= Records from a dataset =
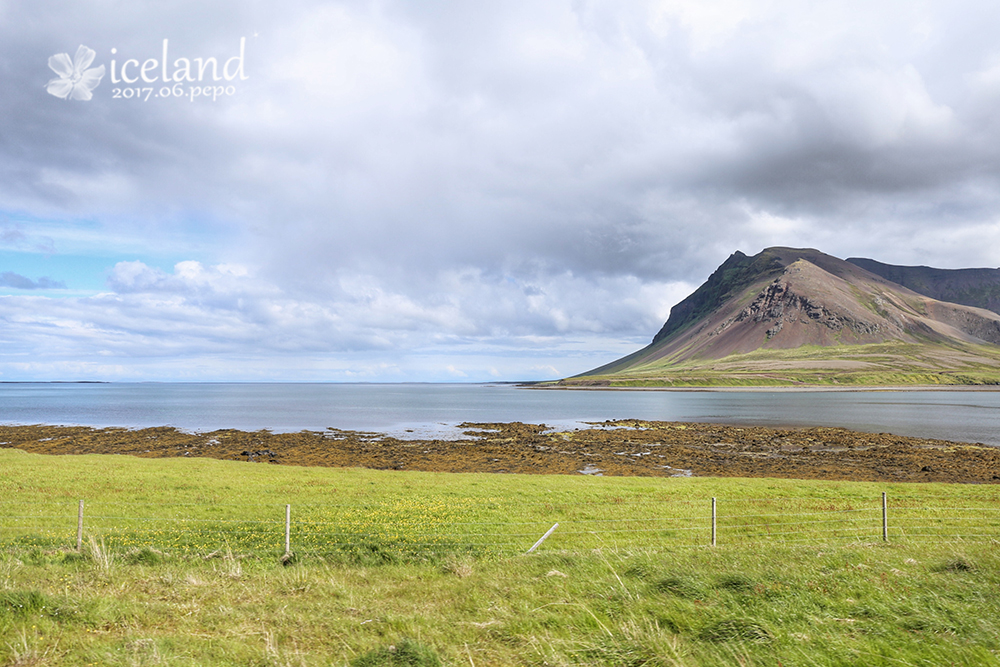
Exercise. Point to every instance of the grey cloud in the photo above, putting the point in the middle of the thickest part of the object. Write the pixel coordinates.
(444, 175)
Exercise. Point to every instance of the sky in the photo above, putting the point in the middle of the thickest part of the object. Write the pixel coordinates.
(435, 191)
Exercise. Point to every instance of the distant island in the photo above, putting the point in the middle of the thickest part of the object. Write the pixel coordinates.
(799, 317)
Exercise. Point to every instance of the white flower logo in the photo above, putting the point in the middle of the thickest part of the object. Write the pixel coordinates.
(75, 81)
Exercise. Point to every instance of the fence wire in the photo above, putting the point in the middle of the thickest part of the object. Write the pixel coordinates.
(422, 528)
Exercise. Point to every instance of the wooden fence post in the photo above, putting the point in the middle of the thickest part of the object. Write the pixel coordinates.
(542, 538)
(713, 521)
(79, 528)
(885, 519)
(288, 529)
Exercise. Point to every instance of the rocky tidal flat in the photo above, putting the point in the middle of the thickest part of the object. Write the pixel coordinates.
(613, 448)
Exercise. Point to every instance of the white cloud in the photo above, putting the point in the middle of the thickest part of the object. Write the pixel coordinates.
(403, 187)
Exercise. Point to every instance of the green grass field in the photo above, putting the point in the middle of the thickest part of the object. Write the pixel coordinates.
(879, 364)
(182, 565)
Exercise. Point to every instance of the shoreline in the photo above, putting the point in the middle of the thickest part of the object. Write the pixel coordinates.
(612, 448)
(780, 388)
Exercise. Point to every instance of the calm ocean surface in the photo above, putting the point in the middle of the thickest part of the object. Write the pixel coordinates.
(426, 410)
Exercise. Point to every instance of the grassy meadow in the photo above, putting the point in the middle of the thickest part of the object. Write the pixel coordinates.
(183, 563)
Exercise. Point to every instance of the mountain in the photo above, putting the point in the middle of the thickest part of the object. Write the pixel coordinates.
(791, 316)
(970, 287)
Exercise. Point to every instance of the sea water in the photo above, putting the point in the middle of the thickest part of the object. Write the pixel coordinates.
(436, 410)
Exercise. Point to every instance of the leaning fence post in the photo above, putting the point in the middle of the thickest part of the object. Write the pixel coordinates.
(288, 529)
(885, 519)
(79, 528)
(713, 521)
(542, 538)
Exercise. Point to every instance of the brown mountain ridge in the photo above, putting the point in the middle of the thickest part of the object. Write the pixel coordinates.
(793, 316)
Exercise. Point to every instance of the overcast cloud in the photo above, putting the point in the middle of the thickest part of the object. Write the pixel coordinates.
(453, 191)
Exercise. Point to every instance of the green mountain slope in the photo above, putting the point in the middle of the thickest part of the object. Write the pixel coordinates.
(969, 287)
(792, 316)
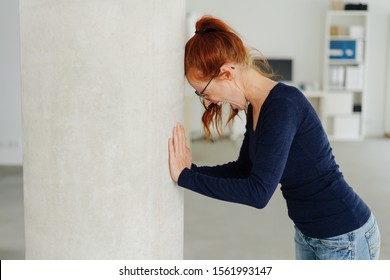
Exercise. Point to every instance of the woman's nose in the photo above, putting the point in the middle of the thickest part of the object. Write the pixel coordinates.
(207, 102)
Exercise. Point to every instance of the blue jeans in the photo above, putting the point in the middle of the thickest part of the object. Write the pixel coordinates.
(360, 244)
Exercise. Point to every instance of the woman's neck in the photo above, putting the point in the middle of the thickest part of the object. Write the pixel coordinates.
(257, 87)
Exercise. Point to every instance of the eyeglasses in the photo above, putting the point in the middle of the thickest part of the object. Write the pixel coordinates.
(201, 94)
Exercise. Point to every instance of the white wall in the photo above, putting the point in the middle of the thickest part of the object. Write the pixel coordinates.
(102, 88)
(387, 103)
(296, 29)
(376, 76)
(10, 111)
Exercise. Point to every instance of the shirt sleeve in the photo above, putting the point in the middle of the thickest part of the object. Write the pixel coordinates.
(235, 169)
(280, 122)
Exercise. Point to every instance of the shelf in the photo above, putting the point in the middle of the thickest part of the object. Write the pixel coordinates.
(343, 80)
(333, 61)
(345, 38)
(344, 13)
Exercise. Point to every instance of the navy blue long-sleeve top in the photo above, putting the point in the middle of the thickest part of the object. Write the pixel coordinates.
(289, 146)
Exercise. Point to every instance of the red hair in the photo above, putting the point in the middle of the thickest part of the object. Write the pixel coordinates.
(214, 44)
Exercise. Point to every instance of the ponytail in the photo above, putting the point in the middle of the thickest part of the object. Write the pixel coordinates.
(214, 44)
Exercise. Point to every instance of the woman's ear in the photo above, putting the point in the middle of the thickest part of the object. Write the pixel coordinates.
(227, 72)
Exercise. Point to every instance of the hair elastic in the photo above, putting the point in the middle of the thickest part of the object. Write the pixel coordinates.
(207, 30)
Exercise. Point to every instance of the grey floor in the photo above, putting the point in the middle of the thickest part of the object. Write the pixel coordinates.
(220, 230)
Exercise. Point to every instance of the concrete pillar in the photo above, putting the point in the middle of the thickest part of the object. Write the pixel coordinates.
(102, 87)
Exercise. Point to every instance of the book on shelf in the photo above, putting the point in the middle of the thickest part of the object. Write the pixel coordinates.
(346, 49)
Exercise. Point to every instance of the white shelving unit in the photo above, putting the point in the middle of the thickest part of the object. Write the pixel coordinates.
(342, 109)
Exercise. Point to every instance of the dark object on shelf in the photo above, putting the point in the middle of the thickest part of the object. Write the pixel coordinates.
(357, 108)
(356, 7)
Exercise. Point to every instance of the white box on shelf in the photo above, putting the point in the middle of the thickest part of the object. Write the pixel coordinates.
(336, 103)
(356, 31)
(346, 126)
(354, 77)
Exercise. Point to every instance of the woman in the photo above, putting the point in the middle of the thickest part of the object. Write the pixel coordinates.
(284, 143)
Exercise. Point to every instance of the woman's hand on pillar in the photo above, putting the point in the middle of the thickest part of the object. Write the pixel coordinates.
(179, 154)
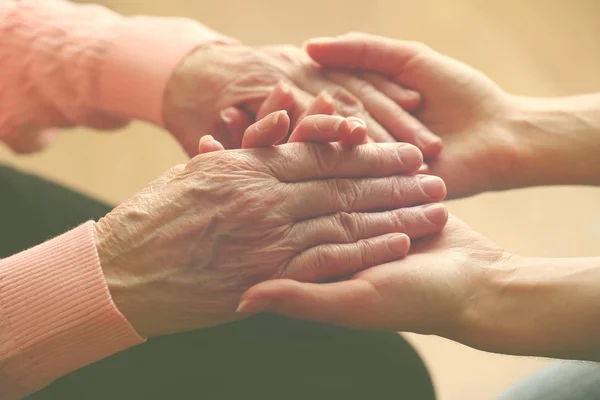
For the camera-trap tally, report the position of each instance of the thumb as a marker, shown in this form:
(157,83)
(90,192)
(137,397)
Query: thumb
(208,144)
(347,303)
(362,51)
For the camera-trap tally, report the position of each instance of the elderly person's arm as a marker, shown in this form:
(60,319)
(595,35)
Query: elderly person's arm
(64,64)
(178,255)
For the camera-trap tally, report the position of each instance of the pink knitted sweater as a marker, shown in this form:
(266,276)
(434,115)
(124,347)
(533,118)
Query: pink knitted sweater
(63,64)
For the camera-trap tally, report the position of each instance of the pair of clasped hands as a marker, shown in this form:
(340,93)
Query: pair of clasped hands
(320,230)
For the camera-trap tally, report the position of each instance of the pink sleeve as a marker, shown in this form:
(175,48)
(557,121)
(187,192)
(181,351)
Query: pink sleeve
(63,64)
(56,313)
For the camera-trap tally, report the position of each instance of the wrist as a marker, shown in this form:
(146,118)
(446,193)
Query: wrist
(115,273)
(557,140)
(537,307)
(139,60)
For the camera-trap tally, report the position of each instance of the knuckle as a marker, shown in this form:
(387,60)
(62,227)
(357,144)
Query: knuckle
(398,219)
(419,47)
(327,158)
(384,158)
(400,188)
(366,253)
(364,89)
(349,225)
(396,112)
(345,192)
(328,256)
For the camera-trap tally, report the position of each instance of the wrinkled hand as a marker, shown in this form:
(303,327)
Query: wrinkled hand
(431,291)
(178,255)
(460,104)
(222,89)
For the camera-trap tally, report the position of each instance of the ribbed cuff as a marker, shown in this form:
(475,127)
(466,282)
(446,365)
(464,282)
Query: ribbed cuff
(140,60)
(56,313)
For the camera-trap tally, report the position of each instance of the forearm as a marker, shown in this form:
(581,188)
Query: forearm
(56,313)
(559,140)
(65,64)
(540,307)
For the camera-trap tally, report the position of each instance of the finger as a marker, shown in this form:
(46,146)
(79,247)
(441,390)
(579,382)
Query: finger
(409,100)
(268,131)
(363,51)
(352,303)
(321,128)
(325,197)
(296,162)
(328,261)
(208,144)
(281,98)
(403,126)
(347,104)
(376,132)
(300,101)
(415,222)
(231,131)
(31,140)
(323,104)
(424,169)
(358,132)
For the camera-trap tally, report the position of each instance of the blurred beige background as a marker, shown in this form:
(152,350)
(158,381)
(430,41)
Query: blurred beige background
(536,47)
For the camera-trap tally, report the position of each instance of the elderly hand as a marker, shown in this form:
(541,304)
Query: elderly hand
(460,104)
(432,291)
(178,255)
(222,85)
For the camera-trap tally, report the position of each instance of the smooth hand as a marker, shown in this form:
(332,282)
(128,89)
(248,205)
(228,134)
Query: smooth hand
(460,104)
(178,255)
(428,292)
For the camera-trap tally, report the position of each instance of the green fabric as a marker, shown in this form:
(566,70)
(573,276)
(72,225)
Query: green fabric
(264,357)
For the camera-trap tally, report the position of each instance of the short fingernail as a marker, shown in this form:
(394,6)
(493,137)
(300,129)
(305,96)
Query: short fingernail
(225,117)
(319,40)
(356,123)
(410,156)
(328,123)
(284,87)
(271,120)
(432,186)
(252,306)
(326,97)
(426,139)
(398,243)
(436,213)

= Directions =
Exactly reproduce the lines of the data above that run from the line containing "of the blurred" through the final one.

= Response to this exercise =
For the camera-trap tally, report the position of each instance of the blurred beige background as a marker, shown in this form:
(152,350)
(158,381)
(430,41)
Query: blurred beige background
(536,47)
For the camera-trap tally, report the position of each instance of the elderly hand as a marker, shown in this form:
(541,304)
Query: elderly hand
(460,104)
(432,291)
(178,255)
(222,85)
For the camera-trap tally, report the position of each instance of the smooth hand as a marker, shown in this form:
(332,282)
(128,89)
(248,205)
(228,134)
Query: smooth hand
(460,104)
(178,255)
(428,292)
For the camera-trap tally, report the position of each instance of the green fabric as a marker, shown in this form:
(566,70)
(573,276)
(72,225)
Query: green fabric
(264,357)
For the camera-trap tally, report the position of each instance of the short fingernail as a marker, shown in this form:
(394,6)
(493,137)
(300,129)
(305,96)
Query: short fingernail
(225,117)
(319,40)
(356,123)
(410,156)
(328,123)
(284,87)
(271,120)
(432,186)
(252,306)
(326,97)
(426,139)
(398,243)
(436,213)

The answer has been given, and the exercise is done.